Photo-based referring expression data

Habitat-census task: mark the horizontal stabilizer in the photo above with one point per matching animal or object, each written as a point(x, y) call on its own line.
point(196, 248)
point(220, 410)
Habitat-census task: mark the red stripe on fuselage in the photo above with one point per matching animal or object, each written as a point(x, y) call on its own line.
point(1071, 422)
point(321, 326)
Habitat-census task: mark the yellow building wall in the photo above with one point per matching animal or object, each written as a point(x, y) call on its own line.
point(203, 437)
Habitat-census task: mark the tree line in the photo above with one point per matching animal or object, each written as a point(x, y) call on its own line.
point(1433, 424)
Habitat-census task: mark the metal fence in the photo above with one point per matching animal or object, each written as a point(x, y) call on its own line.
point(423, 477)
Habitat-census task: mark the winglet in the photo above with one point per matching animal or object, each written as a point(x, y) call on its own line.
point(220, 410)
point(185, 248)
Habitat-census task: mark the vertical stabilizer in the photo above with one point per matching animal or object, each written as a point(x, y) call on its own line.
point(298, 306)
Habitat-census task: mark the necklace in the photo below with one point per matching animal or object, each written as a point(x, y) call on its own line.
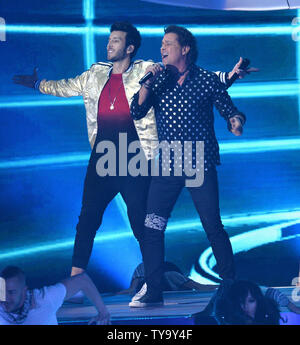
point(112, 102)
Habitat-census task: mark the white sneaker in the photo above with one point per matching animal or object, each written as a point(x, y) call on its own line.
point(78, 298)
point(140, 294)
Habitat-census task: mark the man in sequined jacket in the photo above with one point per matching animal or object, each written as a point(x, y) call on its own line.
point(183, 102)
point(107, 90)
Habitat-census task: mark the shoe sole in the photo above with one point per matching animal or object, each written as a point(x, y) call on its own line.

● Assigned task: What is needed is an exact copy of the lines from the one with "Habitat-census task: mark the tree" through the end of the data above, both included, minus any pictures.

● Your solution:
Habitat-census task: mark the tree line in the photo above with one point per matching animal or object, each written as a point(x, y) call on its own line.
point(1433, 424)
Habitat-census task: mark the metal fence in the photo above with one point per matching animal or object, each written as a point(x, y) call on its own line.
point(423, 477)
Habitat-census task: mark the winglet in the photo above with one point per matching animal or object, each written as a point(x, y) call on its own line.
point(220, 410)
point(185, 248)
Habitat-census task: mark the vertical stabilizer in the photo above with one point per matching animal or object, each written as a point(x, y) call on its own line.
point(298, 306)
Habitat-census task: mark the necklace in the photo below with one point per matching animal or object, each written as a point(x, y) call on its own line.
point(112, 102)
Habitat-census task: mark the white sneaker in the photo above with one point per matching animal or object, each written as a point(x, y) call on its own line.
point(78, 298)
point(140, 294)
Habitat-census task: mark the man in sequined jacket in the photo above with one point per matching animal or object, each written as a point(x, y) call on its own line.
point(183, 102)
point(107, 90)
Habitat-census task: mark the shoe sole in the photo above with one point per matching animal or object, each written as a point(x, y) call on its own line.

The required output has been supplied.